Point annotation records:
# # # # # # #
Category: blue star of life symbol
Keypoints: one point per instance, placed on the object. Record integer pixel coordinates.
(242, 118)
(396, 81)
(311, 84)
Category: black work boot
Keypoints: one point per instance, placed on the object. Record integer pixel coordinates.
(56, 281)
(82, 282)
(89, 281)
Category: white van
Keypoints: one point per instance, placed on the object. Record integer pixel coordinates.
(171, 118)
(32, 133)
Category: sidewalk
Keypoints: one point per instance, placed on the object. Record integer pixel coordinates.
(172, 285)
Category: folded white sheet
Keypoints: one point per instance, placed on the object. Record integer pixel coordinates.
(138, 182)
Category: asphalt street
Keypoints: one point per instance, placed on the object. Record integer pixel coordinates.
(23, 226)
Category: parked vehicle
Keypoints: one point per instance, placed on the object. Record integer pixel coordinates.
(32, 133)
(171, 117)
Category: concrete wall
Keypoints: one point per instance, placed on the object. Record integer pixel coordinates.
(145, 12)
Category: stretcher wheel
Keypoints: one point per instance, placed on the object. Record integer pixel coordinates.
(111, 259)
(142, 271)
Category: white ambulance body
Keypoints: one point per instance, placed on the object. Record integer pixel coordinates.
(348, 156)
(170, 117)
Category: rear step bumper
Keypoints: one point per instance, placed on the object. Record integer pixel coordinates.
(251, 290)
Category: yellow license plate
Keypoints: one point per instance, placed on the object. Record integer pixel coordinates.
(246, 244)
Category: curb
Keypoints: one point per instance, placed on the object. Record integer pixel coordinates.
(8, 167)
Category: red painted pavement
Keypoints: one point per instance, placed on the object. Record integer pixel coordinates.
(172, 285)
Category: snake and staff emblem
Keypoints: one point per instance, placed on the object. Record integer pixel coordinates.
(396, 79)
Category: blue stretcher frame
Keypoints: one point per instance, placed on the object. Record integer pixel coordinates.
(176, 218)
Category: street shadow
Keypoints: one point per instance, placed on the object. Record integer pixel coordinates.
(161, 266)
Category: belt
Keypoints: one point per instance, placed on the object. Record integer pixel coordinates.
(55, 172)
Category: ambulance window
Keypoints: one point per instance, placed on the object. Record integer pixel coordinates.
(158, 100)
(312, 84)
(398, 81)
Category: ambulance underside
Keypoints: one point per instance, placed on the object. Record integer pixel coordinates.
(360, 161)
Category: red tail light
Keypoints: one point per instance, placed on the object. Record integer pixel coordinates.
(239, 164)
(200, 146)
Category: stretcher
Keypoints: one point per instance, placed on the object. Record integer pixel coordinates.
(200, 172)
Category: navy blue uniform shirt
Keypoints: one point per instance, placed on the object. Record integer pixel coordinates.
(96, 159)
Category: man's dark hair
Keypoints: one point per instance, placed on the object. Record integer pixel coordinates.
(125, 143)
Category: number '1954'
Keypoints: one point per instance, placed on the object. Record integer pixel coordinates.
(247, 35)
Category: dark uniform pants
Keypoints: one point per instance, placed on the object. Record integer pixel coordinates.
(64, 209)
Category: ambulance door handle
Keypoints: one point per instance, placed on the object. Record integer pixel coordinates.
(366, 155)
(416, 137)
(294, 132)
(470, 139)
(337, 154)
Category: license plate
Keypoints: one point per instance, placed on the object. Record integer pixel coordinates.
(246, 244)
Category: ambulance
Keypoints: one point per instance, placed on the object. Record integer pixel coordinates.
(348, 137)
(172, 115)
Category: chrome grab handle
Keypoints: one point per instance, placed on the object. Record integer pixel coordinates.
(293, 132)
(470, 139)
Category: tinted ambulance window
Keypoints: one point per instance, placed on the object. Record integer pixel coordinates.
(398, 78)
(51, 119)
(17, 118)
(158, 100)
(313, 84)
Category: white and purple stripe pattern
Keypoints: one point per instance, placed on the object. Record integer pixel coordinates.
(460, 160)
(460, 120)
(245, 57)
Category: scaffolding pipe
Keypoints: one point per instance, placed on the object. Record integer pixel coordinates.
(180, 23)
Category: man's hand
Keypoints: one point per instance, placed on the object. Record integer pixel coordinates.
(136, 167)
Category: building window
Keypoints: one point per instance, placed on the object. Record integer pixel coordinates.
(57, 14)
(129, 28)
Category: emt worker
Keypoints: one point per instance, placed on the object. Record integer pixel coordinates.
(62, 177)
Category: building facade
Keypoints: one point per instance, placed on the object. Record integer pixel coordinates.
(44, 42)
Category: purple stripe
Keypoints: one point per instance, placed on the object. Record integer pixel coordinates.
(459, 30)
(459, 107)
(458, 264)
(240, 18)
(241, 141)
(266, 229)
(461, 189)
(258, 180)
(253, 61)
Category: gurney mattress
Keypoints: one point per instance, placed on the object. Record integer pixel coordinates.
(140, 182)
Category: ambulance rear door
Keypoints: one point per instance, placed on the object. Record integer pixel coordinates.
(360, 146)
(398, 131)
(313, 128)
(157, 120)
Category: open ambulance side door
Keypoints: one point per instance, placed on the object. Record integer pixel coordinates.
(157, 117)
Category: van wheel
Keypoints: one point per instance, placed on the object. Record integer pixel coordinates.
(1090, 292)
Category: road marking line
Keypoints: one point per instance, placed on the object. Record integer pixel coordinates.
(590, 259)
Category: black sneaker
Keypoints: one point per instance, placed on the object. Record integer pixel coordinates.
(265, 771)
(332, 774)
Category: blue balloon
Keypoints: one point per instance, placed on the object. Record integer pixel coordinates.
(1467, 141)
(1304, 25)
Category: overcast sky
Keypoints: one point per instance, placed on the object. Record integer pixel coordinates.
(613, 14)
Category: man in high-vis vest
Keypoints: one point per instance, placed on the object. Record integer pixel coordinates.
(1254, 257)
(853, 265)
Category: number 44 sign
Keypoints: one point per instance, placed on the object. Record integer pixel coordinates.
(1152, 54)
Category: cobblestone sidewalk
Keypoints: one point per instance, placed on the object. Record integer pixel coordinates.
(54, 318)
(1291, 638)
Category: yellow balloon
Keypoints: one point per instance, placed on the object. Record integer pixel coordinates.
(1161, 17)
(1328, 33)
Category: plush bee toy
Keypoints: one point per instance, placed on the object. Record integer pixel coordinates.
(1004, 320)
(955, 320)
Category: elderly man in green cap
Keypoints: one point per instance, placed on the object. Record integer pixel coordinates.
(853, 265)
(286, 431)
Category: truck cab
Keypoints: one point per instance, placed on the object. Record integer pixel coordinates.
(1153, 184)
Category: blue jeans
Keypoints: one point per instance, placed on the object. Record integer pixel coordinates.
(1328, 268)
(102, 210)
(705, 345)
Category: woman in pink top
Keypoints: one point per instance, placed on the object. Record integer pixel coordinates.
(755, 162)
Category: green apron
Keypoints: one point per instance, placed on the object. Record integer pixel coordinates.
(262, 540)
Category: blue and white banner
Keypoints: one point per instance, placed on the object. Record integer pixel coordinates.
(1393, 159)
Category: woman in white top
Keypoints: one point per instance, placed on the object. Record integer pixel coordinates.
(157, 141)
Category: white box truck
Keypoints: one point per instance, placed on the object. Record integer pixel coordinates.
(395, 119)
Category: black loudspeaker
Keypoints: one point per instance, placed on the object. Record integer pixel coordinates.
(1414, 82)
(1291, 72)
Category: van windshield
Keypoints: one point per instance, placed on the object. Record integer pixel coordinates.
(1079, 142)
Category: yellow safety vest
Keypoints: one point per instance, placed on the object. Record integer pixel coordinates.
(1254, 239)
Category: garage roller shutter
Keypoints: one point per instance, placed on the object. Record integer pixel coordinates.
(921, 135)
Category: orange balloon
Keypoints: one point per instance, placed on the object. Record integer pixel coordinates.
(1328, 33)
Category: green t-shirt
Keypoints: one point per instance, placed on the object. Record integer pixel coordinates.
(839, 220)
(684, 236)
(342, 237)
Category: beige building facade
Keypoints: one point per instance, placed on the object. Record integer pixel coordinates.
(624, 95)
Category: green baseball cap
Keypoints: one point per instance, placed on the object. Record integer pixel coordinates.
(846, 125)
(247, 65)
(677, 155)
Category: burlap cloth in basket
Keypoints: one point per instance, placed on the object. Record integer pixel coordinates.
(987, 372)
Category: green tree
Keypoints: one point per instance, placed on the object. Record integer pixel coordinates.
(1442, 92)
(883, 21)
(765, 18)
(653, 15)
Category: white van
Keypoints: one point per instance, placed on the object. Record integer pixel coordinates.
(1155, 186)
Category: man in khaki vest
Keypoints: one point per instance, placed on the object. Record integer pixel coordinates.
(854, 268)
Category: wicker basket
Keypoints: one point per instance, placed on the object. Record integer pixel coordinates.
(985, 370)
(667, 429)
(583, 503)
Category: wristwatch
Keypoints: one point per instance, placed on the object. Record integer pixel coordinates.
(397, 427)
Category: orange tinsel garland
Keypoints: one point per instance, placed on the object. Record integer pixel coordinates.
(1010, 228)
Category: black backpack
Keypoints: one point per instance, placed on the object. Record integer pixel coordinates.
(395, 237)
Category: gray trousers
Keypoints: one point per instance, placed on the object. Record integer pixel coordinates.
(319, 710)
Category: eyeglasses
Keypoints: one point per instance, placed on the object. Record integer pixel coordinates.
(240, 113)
# # # # # # #
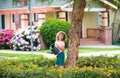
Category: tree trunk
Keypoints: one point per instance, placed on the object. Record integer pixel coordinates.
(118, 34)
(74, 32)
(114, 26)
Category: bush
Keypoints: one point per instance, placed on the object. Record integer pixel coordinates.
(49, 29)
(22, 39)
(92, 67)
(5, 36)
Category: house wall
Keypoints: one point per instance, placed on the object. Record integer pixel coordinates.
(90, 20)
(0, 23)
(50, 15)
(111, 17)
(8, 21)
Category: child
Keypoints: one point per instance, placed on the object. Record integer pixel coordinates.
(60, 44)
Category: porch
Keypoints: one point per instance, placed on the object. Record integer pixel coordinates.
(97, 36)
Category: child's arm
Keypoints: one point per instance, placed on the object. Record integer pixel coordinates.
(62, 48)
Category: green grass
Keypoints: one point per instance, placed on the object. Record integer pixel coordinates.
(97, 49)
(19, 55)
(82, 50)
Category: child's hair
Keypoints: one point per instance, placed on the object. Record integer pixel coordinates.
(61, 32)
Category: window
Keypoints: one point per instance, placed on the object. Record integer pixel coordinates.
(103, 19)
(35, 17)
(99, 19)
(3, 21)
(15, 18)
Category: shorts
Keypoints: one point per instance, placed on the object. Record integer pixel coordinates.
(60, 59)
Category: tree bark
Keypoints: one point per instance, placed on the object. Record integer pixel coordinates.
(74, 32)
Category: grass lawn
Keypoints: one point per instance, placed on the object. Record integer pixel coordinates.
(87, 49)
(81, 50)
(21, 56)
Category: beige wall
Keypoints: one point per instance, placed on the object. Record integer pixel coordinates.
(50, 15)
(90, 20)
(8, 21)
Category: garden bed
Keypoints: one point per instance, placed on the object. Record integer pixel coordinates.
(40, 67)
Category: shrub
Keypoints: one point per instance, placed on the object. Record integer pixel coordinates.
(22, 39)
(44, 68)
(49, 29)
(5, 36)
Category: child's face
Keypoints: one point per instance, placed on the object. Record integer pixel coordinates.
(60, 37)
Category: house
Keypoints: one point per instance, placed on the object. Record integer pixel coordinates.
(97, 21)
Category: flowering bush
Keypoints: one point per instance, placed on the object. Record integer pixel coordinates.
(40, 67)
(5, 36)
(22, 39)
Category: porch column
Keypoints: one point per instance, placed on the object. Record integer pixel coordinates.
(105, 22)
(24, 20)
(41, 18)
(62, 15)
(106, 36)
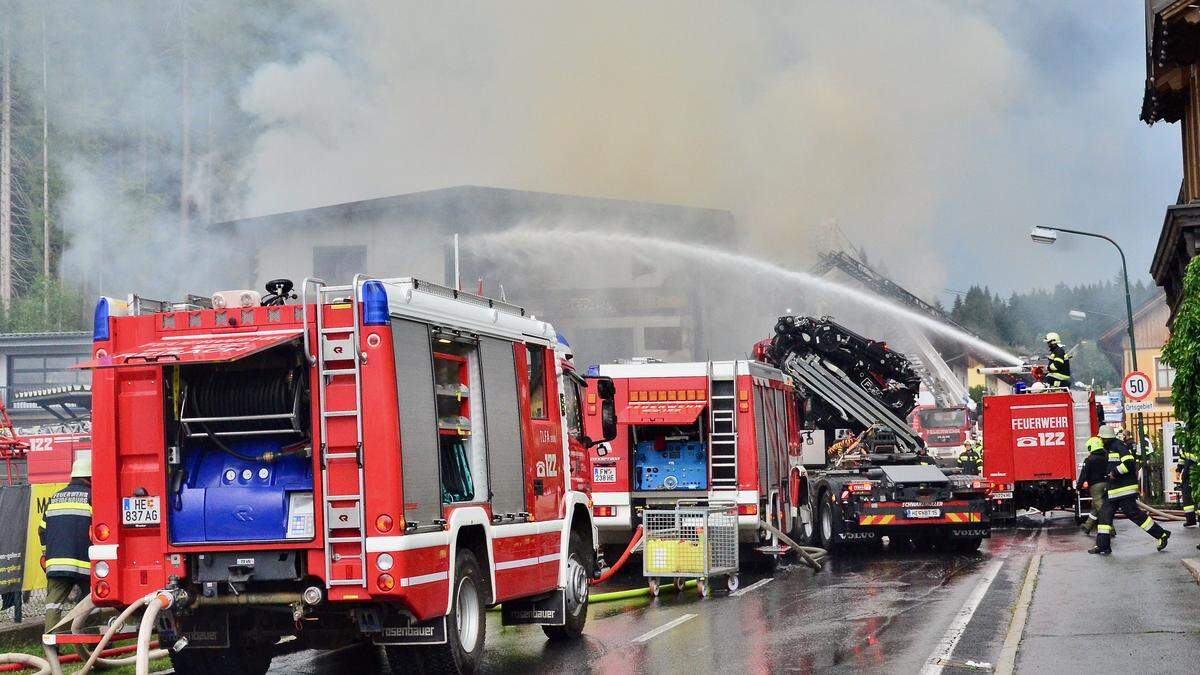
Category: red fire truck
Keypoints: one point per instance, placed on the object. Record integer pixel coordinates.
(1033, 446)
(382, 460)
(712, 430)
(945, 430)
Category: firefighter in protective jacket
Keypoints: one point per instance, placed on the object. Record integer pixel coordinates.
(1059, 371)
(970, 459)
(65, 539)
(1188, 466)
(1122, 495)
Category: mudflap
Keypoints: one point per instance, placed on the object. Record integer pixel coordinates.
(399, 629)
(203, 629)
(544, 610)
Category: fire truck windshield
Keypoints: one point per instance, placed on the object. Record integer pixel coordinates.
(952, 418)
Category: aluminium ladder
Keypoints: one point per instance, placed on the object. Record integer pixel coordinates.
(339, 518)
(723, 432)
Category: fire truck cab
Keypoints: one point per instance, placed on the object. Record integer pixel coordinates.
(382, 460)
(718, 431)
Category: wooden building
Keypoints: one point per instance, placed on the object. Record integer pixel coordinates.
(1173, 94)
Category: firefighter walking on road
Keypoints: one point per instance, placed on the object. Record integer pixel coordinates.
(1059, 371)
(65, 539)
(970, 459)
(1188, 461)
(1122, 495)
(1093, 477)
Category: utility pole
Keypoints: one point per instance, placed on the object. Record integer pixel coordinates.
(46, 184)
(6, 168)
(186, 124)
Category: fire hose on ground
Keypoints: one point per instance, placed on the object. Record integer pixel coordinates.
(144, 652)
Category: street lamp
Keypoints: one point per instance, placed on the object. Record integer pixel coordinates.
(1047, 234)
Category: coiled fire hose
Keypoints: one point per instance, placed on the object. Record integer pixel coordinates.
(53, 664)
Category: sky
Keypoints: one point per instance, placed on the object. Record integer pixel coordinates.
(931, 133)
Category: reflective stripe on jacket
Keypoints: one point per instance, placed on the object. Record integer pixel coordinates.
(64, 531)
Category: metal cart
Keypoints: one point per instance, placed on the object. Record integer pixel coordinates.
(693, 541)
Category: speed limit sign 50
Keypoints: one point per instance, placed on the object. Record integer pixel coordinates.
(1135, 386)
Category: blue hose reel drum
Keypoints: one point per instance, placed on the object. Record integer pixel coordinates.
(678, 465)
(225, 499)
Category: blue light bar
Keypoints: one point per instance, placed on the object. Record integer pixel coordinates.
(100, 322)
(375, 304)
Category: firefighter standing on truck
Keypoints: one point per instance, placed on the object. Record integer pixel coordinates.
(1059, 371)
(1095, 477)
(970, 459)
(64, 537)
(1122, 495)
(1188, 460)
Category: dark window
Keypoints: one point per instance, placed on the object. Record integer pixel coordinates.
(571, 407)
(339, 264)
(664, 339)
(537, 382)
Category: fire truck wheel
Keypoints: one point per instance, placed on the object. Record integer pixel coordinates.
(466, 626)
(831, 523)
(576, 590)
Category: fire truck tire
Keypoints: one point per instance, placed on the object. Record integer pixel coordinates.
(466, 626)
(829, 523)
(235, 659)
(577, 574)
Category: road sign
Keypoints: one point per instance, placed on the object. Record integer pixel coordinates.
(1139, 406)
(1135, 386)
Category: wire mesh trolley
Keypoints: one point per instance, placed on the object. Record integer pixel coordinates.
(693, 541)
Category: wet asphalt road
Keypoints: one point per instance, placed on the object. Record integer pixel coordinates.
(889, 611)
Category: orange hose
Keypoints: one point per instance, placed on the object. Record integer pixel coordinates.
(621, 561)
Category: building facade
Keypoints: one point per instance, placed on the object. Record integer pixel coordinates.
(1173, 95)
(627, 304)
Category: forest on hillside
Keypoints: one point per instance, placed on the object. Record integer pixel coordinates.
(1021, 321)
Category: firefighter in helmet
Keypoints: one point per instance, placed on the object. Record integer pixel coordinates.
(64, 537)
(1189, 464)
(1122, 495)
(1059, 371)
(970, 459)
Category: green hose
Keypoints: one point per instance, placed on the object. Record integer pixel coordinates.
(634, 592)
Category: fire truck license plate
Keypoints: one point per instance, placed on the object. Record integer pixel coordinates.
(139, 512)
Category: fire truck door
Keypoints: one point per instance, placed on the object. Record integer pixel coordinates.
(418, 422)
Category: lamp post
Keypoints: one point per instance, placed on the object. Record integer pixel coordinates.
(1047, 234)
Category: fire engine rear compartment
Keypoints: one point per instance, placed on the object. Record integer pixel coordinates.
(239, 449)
# # # # # # #
Goal
Copy out, unchanged, the section of the items above that opens with the line containing "Category: firefighter in protective jacket" and closes with the line containing "(1093, 477)", including both of those lines.

Task response
Category: firefighter in protective jacket
Keypoints: one point per instance, placed on the object. Record integer pixel coordinates.
(1059, 371)
(970, 459)
(65, 539)
(1188, 466)
(1122, 495)
Category: mudflap
Keypoints: one point per instance, placed on the object. Record integer pixel coordinates.
(399, 629)
(203, 629)
(544, 610)
Category: fire truck windshield
Keypoints: one point per instance, placed on the object. Record integer pixel coordinates.
(952, 418)
Category: aluminium ladder
Keypoints: one point per instance, placed on the object. Record integer pixel coordinates.
(339, 518)
(723, 432)
Category: fire truck cab
Keypoints: one point per instance, placed on the object. Record integer pixel coordinates.
(382, 460)
(718, 431)
Category: wooden building
Keypoints: one point per instance, placed on the object. Record integer pixel coordinates.
(1173, 94)
Category: firefighter walking on road
Keypoints: one point per instance, placed on the object. Record integer pixel coordinates.
(1059, 371)
(65, 539)
(970, 459)
(1188, 461)
(1122, 495)
(1093, 477)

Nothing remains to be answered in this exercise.